## DATASET EXTRACT:

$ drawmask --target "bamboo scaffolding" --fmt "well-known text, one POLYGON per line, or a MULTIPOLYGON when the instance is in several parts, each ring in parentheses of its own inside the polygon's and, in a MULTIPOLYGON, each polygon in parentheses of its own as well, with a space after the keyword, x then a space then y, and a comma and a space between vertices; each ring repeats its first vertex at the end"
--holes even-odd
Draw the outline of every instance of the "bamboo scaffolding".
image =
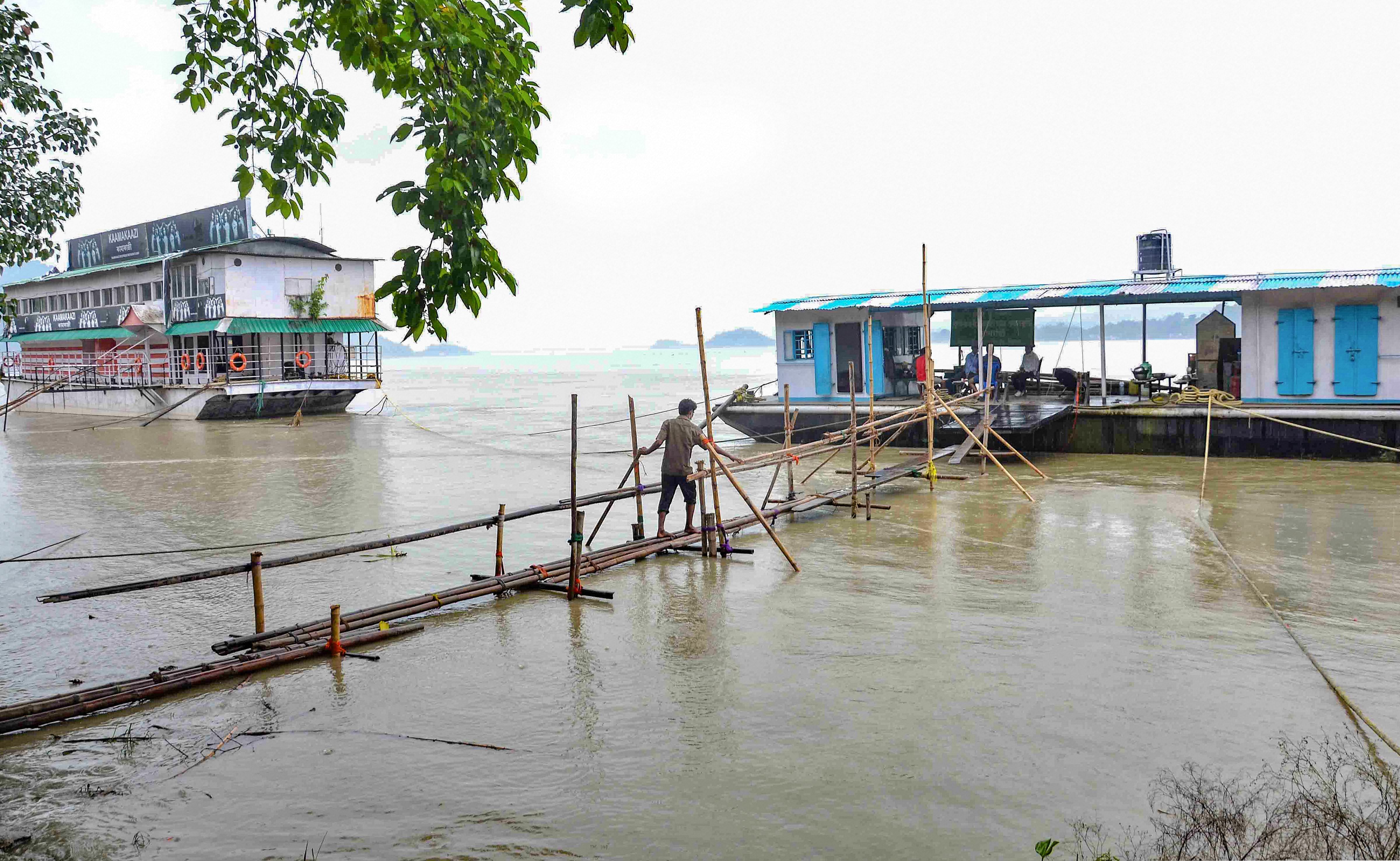
MULTIPOLYGON (((626 475, 623 476, 626 479, 626 475)), ((612 505, 612 503, 609 503, 612 505)), ((568 599, 578 598, 578 554, 584 543, 578 511, 578 395, 568 396, 568 599)))
POLYGON ((991 435, 993 435, 993 437, 995 437, 997 440, 1000 440, 1000 441, 1001 441, 1001 444, 1007 447, 1007 451, 1009 451, 1011 454, 1014 454, 1014 455, 1016 455, 1018 458, 1021 458, 1021 462, 1022 462, 1022 463, 1025 463, 1026 466, 1029 466, 1030 469, 1035 469, 1035 470, 1036 470, 1036 475, 1037 475, 1037 476, 1040 476, 1042 479, 1049 479, 1049 477, 1050 477, 1050 476, 1047 476, 1046 473, 1040 472, 1040 468, 1037 468, 1037 466, 1036 466, 1035 463, 1032 463, 1030 461, 1028 461, 1028 459, 1026 459, 1026 456, 1025 456, 1023 454, 1021 454, 1021 452, 1019 452, 1019 451, 1016 449, 1016 447, 1015 447, 1015 445, 1012 445, 1011 442, 1007 442, 1007 438, 1005 438, 1005 437, 1002 437, 1001 434, 998 434, 998 433, 997 433, 997 428, 994 428, 994 427, 991 427, 991 426, 988 424, 988 426, 987 426, 987 430, 988 430, 988 431, 991 431, 991 435))
MULTIPOLYGON (((865 484, 860 486, 858 490, 874 489, 881 484, 907 477, 918 472, 921 466, 921 461, 914 461, 881 470, 883 475, 871 479, 865 484)), ((721 468, 724 468, 722 463, 721 468)), ((732 482, 732 473, 729 477, 732 482)), ((741 497, 748 501, 742 489, 738 486, 736 489, 741 491, 741 497)), ((776 519, 778 514, 795 511, 798 508, 809 510, 812 505, 833 505, 847 496, 851 496, 851 491, 844 489, 834 490, 827 494, 804 494, 802 497, 788 500, 781 505, 774 507, 769 512, 755 511, 750 504, 750 511, 753 512, 752 515, 734 518, 728 521, 725 526, 727 529, 738 531, 755 522, 760 522, 766 529, 771 529, 767 525, 769 518, 776 519)), ((580 564, 580 574, 594 574, 617 564, 640 560, 659 550, 689 547, 692 540, 694 540, 694 536, 692 535, 675 535, 665 539, 647 539, 608 547, 598 553, 584 556, 580 564)), ((483 581, 466 584, 437 594, 428 594, 379 605, 377 608, 343 613, 339 624, 339 630, 342 631, 342 645, 353 647, 374 643, 423 629, 421 623, 386 629, 381 627, 384 623, 393 619, 423 613, 449 603, 469 601, 472 598, 497 594, 507 589, 525 589, 540 582, 556 584, 560 578, 568 575, 568 559, 557 560, 546 566, 532 566, 529 568, 507 574, 505 577, 490 577, 483 581), (358 631, 358 629, 370 626, 375 626, 374 630, 358 631)), ((325 655, 326 644, 329 641, 329 630, 330 619, 328 617, 262 634, 232 637, 223 643, 216 643, 213 650, 221 655, 253 647, 259 651, 0 707, 0 732, 39 727, 48 722, 91 714, 94 711, 122 704, 157 699, 160 696, 167 696, 169 693, 186 690, 209 682, 217 682, 225 678, 248 675, 256 672, 258 669, 287 661, 325 655)))
MULTIPOLYGON (((855 433, 855 363, 846 363, 846 382, 851 392, 851 501, 855 501, 855 477, 860 472, 855 466, 855 445, 860 434, 855 433)), ((855 505, 851 505, 851 519, 855 519, 855 505)))
MULTIPOLYGON (((942 398, 938 396, 938 392, 934 392, 934 398, 937 398, 939 403, 942 403, 942 400, 944 400, 942 398)), ((1021 493, 1023 493, 1025 497, 1028 500, 1030 500, 1032 503, 1036 501, 1036 497, 1033 497, 1029 493, 1026 493, 1026 489, 1021 486, 1021 482, 1016 480, 1016 476, 1011 475, 1007 470, 1007 468, 1001 465, 1001 461, 997 459, 997 455, 991 454, 991 449, 987 448, 987 444, 983 442, 977 437, 977 434, 972 433, 972 428, 967 427, 967 424, 962 420, 962 417, 958 413, 953 413, 952 416, 953 416, 953 421, 956 421, 967 433, 967 435, 973 440, 973 442, 976 442, 981 448, 981 454, 984 454, 988 458, 991 458, 991 462, 997 465, 997 469, 1000 469, 1002 473, 1005 473, 1005 476, 1008 479, 1011 479, 1011 483, 1016 486, 1016 490, 1019 490, 1021 493)), ((983 468, 986 469, 986 462, 983 462, 983 468)))
POLYGON ((496 575, 505 573, 505 503, 496 512, 496 575))
MULTIPOLYGON (((696 308, 696 343, 700 346, 700 388, 704 392, 704 438, 714 440, 714 413, 710 412, 710 368, 704 358, 704 322, 700 319, 700 308, 696 308)), ((706 447, 708 448, 708 447, 706 447)), ((729 539, 724 536, 724 517, 720 514, 720 479, 714 473, 718 455, 710 452, 710 501, 714 503, 715 528, 720 531, 718 550, 724 554, 729 547, 729 539)))
MULTIPOLYGON (((398 637, 423 630, 423 624, 403 624, 388 630, 372 630, 346 637, 342 645, 364 645, 389 637, 398 637)), ((207 685, 234 676, 245 676, 259 669, 326 655, 326 638, 314 640, 304 644, 287 645, 279 650, 260 654, 258 657, 239 655, 214 664, 200 664, 183 671, 171 673, 151 673, 143 679, 144 685, 104 685, 83 692, 76 692, 62 697, 46 697, 20 706, 0 710, 0 732, 14 732, 15 729, 31 729, 62 721, 67 718, 92 714, 115 706, 126 706, 140 700, 154 700, 181 690, 188 690, 197 685, 207 685)))
MULTIPOLYGON (((924 295, 924 413, 928 417, 925 435, 928 437, 928 493, 934 491, 934 399, 930 392, 934 388, 934 329, 928 316, 928 244, 923 246, 921 291, 924 295)), ((893 437, 892 437, 893 438, 893 437)))
MULTIPOLYGON (((783 384, 783 448, 792 448, 792 426, 797 424, 797 416, 790 410, 788 398, 788 384, 783 384)), ((788 470, 788 498, 791 500, 797 496, 797 489, 792 484, 792 458, 787 462, 788 470)))
MULTIPOLYGON (((637 444, 637 405, 633 402, 631 395, 627 395, 627 419, 631 423, 631 482, 633 487, 637 489, 637 522, 631 526, 631 540, 641 540, 647 533, 645 517, 641 512, 641 455, 637 452, 641 447, 637 444)), ((603 517, 608 512, 603 511, 603 517)), ((602 526, 602 518, 598 518, 598 526, 602 526)), ((598 533, 598 528, 594 529, 594 535, 598 533)), ((588 539, 592 545, 594 539, 588 539)))
MULTIPOLYGON (((967 399, 974 398, 974 396, 976 396, 976 393, 966 395, 963 398, 946 402, 946 405, 962 403, 963 400, 967 400, 967 399)), ((860 426, 858 430, 869 430, 871 427, 879 427, 879 428, 888 430, 890 424, 897 423, 900 419, 906 419, 906 417, 909 417, 911 414, 921 413, 923 410, 924 410, 924 406, 917 406, 917 407, 910 407, 910 409, 906 409, 906 410, 900 410, 897 413, 890 413, 889 416, 881 417, 874 426, 860 426)), ((780 462, 783 459, 790 459, 792 455, 799 455, 801 456, 801 455, 811 455, 811 454, 822 454, 825 451, 840 451, 841 448, 844 448, 844 445, 846 445, 846 441, 844 441, 846 431, 833 434, 833 437, 834 438, 832 438, 832 440, 823 440, 823 441, 818 441, 818 442, 806 442, 806 444, 802 444, 802 445, 795 445, 795 447, 788 448, 788 449, 769 452, 767 455, 763 455, 760 458, 748 459, 748 461, 745 461, 745 462, 742 462, 742 463, 739 463, 739 465, 736 465, 734 468, 729 468, 729 472, 739 473, 739 472, 748 472, 748 470, 752 470, 752 469, 763 469, 763 468, 771 466, 771 465, 774 465, 774 463, 777 463, 777 462, 780 462)), ((890 437, 890 438, 893 438, 893 437, 890 437)), ((820 466, 818 469, 820 469, 820 466)), ((808 477, 802 479, 802 480, 806 482, 808 479, 812 477, 812 475, 815 475, 815 472, 816 470, 812 470, 812 473, 809 473, 808 477)), ((690 480, 697 480, 697 479, 704 479, 704 477, 714 479, 714 476, 711 475, 710 470, 696 470, 693 475, 687 476, 687 479, 690 479, 690 480)), ((624 479, 624 482, 626 482, 626 479, 624 479)), ((713 487, 717 487, 717 484, 713 483, 713 487)), ((351 554, 351 553, 364 553, 364 552, 377 550, 377 549, 381 549, 381 547, 388 547, 388 546, 395 546, 395 545, 406 545, 406 543, 412 543, 412 542, 426 540, 426 539, 430 539, 430 538, 441 538, 441 536, 445 536, 445 535, 452 535, 455 532, 462 532, 462 531, 468 531, 468 529, 479 529, 479 528, 483 528, 483 526, 494 526, 494 525, 505 522, 505 521, 522 519, 522 518, 533 517, 533 515, 538 515, 538 514, 549 514, 549 512, 554 512, 554 511, 571 510, 574 505, 577 505, 577 507, 598 505, 598 504, 603 504, 603 503, 612 503, 612 501, 616 501, 616 500, 620 500, 620 498, 627 498, 629 496, 634 496, 634 494, 644 494, 644 496, 647 496, 647 494, 654 494, 654 493, 661 493, 661 483, 659 482, 652 483, 652 484, 644 484, 644 486, 641 486, 640 491, 636 490, 636 489, 623 489, 623 487, 619 487, 616 490, 602 490, 602 491, 598 491, 598 493, 580 496, 580 497, 577 497, 577 500, 567 500, 566 498, 566 500, 560 500, 557 503, 550 503, 550 504, 543 504, 543 505, 533 505, 533 507, 529 507, 529 508, 521 508, 518 511, 507 511, 504 517, 501 517, 500 512, 494 512, 494 514, 490 514, 487 517, 479 517, 479 518, 463 521, 463 522, 458 522, 458 524, 448 524, 448 525, 444 525, 444 526, 437 526, 437 528, 433 528, 433 529, 424 529, 424 531, 420 531, 420 532, 409 532, 409 533, 403 533, 403 535, 392 535, 392 536, 386 536, 386 538, 382 538, 382 539, 374 539, 374 540, 367 540, 367 542, 357 542, 357 543, 353 543, 353 545, 343 545, 343 546, 339 546, 339 547, 328 547, 328 549, 323 549, 323 550, 309 550, 309 552, 305 552, 305 553, 297 553, 297 554, 293 554, 293 556, 283 556, 283 557, 279 557, 279 559, 265 559, 262 561, 262 567, 266 571, 269 568, 279 568, 279 567, 283 567, 283 566, 295 566, 295 564, 304 564, 304 563, 309 563, 309 561, 319 561, 322 559, 333 559, 336 556, 347 556, 347 554, 351 554)), ((239 563, 239 564, 224 566, 224 567, 218 567, 218 568, 207 568, 207 570, 203 570, 203 571, 192 571, 192 573, 188 573, 188 574, 172 574, 172 575, 167 575, 167 577, 154 577, 154 578, 147 578, 147 580, 137 580, 137 581, 129 581, 129 582, 122 582, 122 584, 112 584, 112 585, 106 585, 106 587, 94 587, 94 588, 88 588, 88 589, 76 589, 76 591, 71 591, 71 592, 53 592, 53 594, 48 594, 48 595, 41 595, 39 596, 39 602, 41 603, 57 603, 57 602, 64 602, 64 601, 81 601, 81 599, 88 599, 88 598, 101 598, 101 596, 105 596, 105 595, 118 595, 118 594, 125 594, 125 592, 136 592, 136 591, 140 591, 140 589, 153 589, 153 588, 160 588, 160 587, 182 585, 182 584, 186 584, 186 582, 197 582, 197 581, 202 581, 202 580, 210 580, 210 578, 216 578, 216 577, 230 577, 230 575, 234 575, 234 574, 244 574, 244 573, 251 571, 251 570, 252 570, 252 563, 239 563)))
POLYGON ((1205 456, 1201 458, 1201 496, 1205 498, 1205 470, 1211 466, 1211 406, 1215 405, 1215 395, 1205 396, 1205 456))
MULTIPOLYGON (((749 494, 743 493, 743 487, 741 487, 741 486, 739 486, 739 482, 738 482, 738 480, 736 480, 736 479, 734 477, 734 473, 732 473, 732 472, 729 472, 729 468, 728 468, 728 466, 725 466, 725 465, 724 465, 724 461, 721 461, 721 459, 720 459, 720 452, 717 452, 717 451, 714 449, 714 442, 711 442, 711 441, 710 441, 710 440, 707 438, 707 440, 704 441, 704 447, 706 447, 707 449, 710 449, 710 462, 711 462, 711 463, 715 463, 715 465, 718 465, 718 466, 720 466, 720 469, 722 469, 722 470, 724 470, 724 477, 729 479, 729 484, 732 484, 732 486, 734 486, 734 489, 735 489, 735 490, 738 491, 738 494, 739 494, 739 498, 741 498, 741 500, 743 500, 743 504, 749 507, 749 511, 752 511, 752 512, 753 512, 753 517, 755 517, 755 518, 757 518, 759 524, 760 524, 760 525, 763 526, 763 531, 769 533, 769 538, 771 538, 771 539, 773 539, 773 543, 774 543, 774 545, 777 545, 777 546, 778 546, 778 550, 781 550, 781 552, 783 552, 783 556, 784 556, 784 557, 787 557, 787 560, 788 560, 788 564, 790 564, 790 566, 792 566, 792 570, 794 570, 794 571, 801 571, 801 570, 802 570, 802 568, 801 568, 801 566, 798 566, 798 564, 797 564, 797 560, 795 560, 795 559, 792 559, 792 554, 791 554, 791 553, 788 553, 788 549, 787 549, 787 546, 785 546, 785 545, 783 543, 783 539, 780 539, 780 538, 778 538, 778 533, 773 531, 773 525, 771 525, 771 524, 769 524, 769 519, 767 519, 767 518, 766 518, 766 517, 763 515, 763 512, 760 512, 760 511, 759 511, 759 507, 753 504, 753 500, 750 500, 750 498, 749 498, 749 494)), ((853 449, 853 451, 854 451, 854 449, 853 449)), ((853 455, 853 456, 854 456, 854 455, 853 455)), ((853 494, 853 498, 854 498, 854 493, 855 493, 855 486, 854 486, 854 482, 853 482, 853 484, 851 484, 851 494, 853 494)), ((715 518, 715 519, 718 519, 718 518, 715 518)), ((774 515, 774 518, 773 518, 773 519, 777 519, 777 517, 774 515)))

## EXERCISE BRIEF:
Copy out everything in the listing above, from its first line down to the line containing "--holes even-odd", with both ends included.

## PROBLEM SOLUTION:
$ drawmask --target "bamboo scaffolding" --fmt "well-known text, one POLYGON per line, or a MULTIPOLYGON when the instance is in several parts, each ring in parentheses of its own inside the polygon's and, in a MULTIPOLYGON, each polygon in parentheses of its own as well, with a space after the keyword, x then a space then y, and a comma and a space between vertices; each ring repeats its first vertex at the end"
--holes even-odd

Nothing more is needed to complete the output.